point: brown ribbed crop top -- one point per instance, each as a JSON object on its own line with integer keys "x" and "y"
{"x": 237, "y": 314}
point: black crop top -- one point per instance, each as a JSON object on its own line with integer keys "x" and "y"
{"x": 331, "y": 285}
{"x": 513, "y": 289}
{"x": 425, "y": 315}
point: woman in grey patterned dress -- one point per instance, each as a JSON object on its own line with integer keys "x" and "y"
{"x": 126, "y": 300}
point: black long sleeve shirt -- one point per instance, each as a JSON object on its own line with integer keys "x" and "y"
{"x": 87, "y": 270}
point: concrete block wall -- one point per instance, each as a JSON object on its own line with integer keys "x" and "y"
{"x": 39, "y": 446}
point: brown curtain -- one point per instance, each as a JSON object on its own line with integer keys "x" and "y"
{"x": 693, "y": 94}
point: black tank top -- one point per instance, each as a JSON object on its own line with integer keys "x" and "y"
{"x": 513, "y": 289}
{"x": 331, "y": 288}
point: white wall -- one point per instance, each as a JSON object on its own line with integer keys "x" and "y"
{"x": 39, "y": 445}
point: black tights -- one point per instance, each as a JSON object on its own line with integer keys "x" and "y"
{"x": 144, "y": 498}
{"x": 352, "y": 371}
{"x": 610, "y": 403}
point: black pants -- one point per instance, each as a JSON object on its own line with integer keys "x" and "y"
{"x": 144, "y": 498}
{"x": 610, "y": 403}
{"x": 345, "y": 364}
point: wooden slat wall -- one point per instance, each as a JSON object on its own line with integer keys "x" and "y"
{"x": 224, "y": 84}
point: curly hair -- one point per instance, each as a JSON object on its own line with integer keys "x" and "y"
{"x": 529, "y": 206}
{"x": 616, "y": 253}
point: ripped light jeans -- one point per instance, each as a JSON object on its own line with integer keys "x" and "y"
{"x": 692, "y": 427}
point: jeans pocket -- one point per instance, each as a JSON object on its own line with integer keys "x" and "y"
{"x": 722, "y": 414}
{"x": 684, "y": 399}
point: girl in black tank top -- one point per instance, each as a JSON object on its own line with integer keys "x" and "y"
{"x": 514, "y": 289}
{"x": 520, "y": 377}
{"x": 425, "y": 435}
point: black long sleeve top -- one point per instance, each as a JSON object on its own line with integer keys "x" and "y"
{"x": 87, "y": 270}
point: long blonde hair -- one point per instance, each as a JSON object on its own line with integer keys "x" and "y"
-------
Exercise brief:
Rewrite the entries as a numbered list, starting with the line that contains "point: black tank" and running through the last line of the entries, both included. Leave out any blank lines.

Right answer:
1. point: black tank top -- one point per instance, each as a JSON object on its own line with integer keys "x" and "y"
2. {"x": 513, "y": 289}
3. {"x": 331, "y": 288}
4. point: white wall -- one point per instance, each as a JSON object on its own line with integer keys "x" and "y"
5. {"x": 39, "y": 445}
6. point: black tights -- one point per instance, each as a JSON object on its own line with integer keys "x" and "y"
7. {"x": 144, "y": 498}
8. {"x": 352, "y": 371}
9. {"x": 610, "y": 403}
10. point: black pants -- one point per instance, each as a JSON object on its own line with integer keys "x" and "y"
11. {"x": 144, "y": 498}
12. {"x": 610, "y": 403}
13. {"x": 345, "y": 364}
14. point: wooden slat wall -- one point per instance, each as a JSON object on its own line with integer keys "x" and "y"
15. {"x": 224, "y": 84}
16. point: curly hair -- one point per instance, each as a JSON object on its own line with integer keys "x" and "y"
17. {"x": 529, "y": 206}
18. {"x": 616, "y": 253}
19. point: ripped light jeans -- one point per instance, each as a JSON object on its own line with integer keys "x" and "y"
20. {"x": 692, "y": 427}
21. point: jeans pocket -- one point per instance, each as a JSON object on its own line with integer keys "x" and "y"
22. {"x": 722, "y": 414}
23. {"x": 684, "y": 399}
24. point: girl in black tank top -- one point per instance, each as a JSON object on its own line with integer keys "x" and "y"
25. {"x": 514, "y": 289}
26. {"x": 520, "y": 377}
27. {"x": 425, "y": 435}
28. point: black long sleeve top -- one point per instance, each as a JSON object on its own line with integer keys "x" and "y"
29. {"x": 87, "y": 270}
30. point: long blonde hair -- one point per instance, each as a JSON object on its own line with integer keys "x" and "y"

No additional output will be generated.